== SOURCE EXCERPT

Gerl says there will be a soundtrack album, but only if Finding North finds distribution. Otherwise, Cafe Noir--which still includes longtime members Gale Hess, Jason Bucklin, and Lyles West--is beginning work on its fourth album, using as its demo a tape of live material recorded at UCLA in January. The band has undergone radical changes since the release of The Waltz King in 1995: Vocalist Randy Erwin has left the band, joining Gary Sweet and the Rounders, and Russian-born Vladimir Kaliazine has signed on as the new accordion player. But the real revelation is the addition of Dennis Durlick, the first drummer to join Cafe Noir in its 10-plus years of existence. "It was hard at first," Gerl says of the addition. "But Dennis is such a monster, he has made it work." We'll learn if that's the case in May, when the band is slated to make a rare hometown appearance at the Gypsy Tea Room.

====

▶ TO-DO LIST:
[A] In the passage on Cafe Noir, what reason does Gerl give for the addition of Dennis Durlick having worked even though it was hard at first? Answer in one to three sentences.
[B] Carry on the passage on Cafe Noir from its final sentence.

== RECORDS PROVIDED

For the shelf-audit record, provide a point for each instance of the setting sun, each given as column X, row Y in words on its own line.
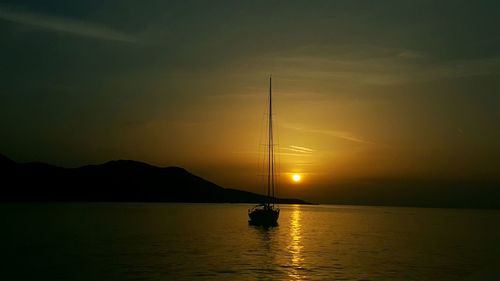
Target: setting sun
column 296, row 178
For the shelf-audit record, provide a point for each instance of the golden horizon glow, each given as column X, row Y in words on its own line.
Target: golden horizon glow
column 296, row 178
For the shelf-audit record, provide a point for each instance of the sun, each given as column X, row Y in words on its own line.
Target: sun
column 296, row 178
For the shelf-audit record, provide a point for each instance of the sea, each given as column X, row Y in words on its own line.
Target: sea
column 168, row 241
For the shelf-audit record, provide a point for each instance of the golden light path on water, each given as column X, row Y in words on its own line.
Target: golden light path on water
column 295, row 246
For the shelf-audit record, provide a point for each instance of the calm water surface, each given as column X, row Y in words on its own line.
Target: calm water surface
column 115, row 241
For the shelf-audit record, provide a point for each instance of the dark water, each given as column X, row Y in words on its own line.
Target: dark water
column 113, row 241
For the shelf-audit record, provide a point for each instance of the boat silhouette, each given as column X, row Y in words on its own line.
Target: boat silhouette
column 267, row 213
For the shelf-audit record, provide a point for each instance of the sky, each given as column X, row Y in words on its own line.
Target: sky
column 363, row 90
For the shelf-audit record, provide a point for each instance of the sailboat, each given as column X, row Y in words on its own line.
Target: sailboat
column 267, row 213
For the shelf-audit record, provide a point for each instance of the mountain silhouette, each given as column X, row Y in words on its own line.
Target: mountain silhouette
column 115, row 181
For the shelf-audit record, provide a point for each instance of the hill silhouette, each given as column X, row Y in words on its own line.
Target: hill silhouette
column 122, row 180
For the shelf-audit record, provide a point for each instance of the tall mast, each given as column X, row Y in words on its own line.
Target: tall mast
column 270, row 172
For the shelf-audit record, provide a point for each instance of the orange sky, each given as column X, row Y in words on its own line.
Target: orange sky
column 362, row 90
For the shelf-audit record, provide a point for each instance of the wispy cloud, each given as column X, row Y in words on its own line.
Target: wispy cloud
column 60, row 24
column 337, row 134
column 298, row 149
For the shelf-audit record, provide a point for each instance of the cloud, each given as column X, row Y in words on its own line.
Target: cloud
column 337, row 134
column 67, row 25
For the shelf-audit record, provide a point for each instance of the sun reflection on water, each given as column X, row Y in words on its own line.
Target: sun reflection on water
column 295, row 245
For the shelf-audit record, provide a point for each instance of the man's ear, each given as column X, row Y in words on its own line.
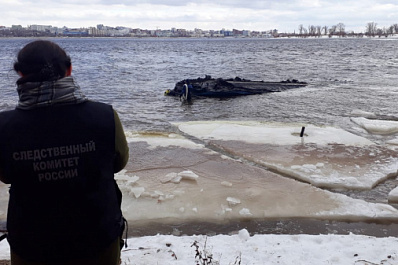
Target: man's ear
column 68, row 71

====
== RECORDS PROVIDED

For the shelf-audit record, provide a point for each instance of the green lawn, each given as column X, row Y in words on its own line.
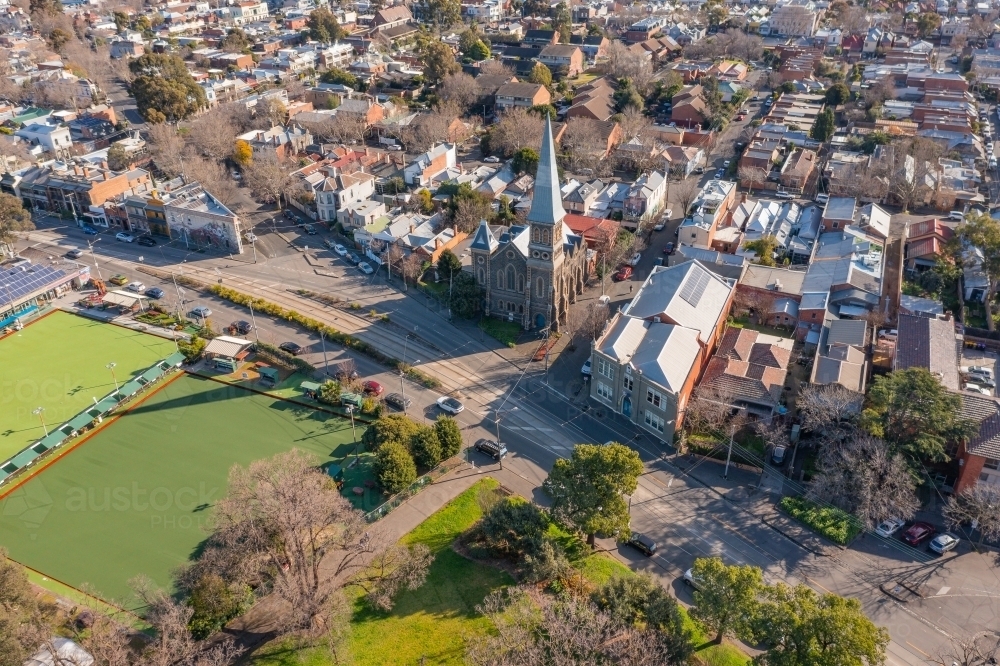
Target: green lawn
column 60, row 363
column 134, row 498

====

▶ ANSWERS GIVEN:
[A] Gerl credits Durlick himself, saying he "is such a monster" that he has made the addition work.

[B]
Speaking of movie music, Colin Boyd has a song featured in the recently released Barney's Great Adventure (hey, you in the corner, stop laughing). Titled "Rainbows Follow the Rain" (no, really, stop) the song runs over the end credits and is featured on the soundtrack, which also includes such music-biz luminaries as Roberta Flack, Peabo Bryson, Sheena Easton, Take 6, and Jane Siberry. Boyd says he was approached about contributing a song by Tim Clott, the CEO of Lyric Studios, which produces Wishbone and Barney; Clott ended up co-writing the song with Boyd, who says, with all sincerity (but of course, since that's the name of his most recent album), "I love the song. I sing it in front of people, and they go, 'Yeah, that's a good song. It works for kids and grown-ups.' And Barney moves product. They expect the record to sell more than 350,000 copies. If it's a gold record, I'm getting one." Yup, Boyd has the world by the big purple tail: He's also currently writing songs with Austin's country-pop hunk Monte Warden, and though there's no plan to record right now, they are working on demos. "We get together and make the words rhyme," Boyd explains...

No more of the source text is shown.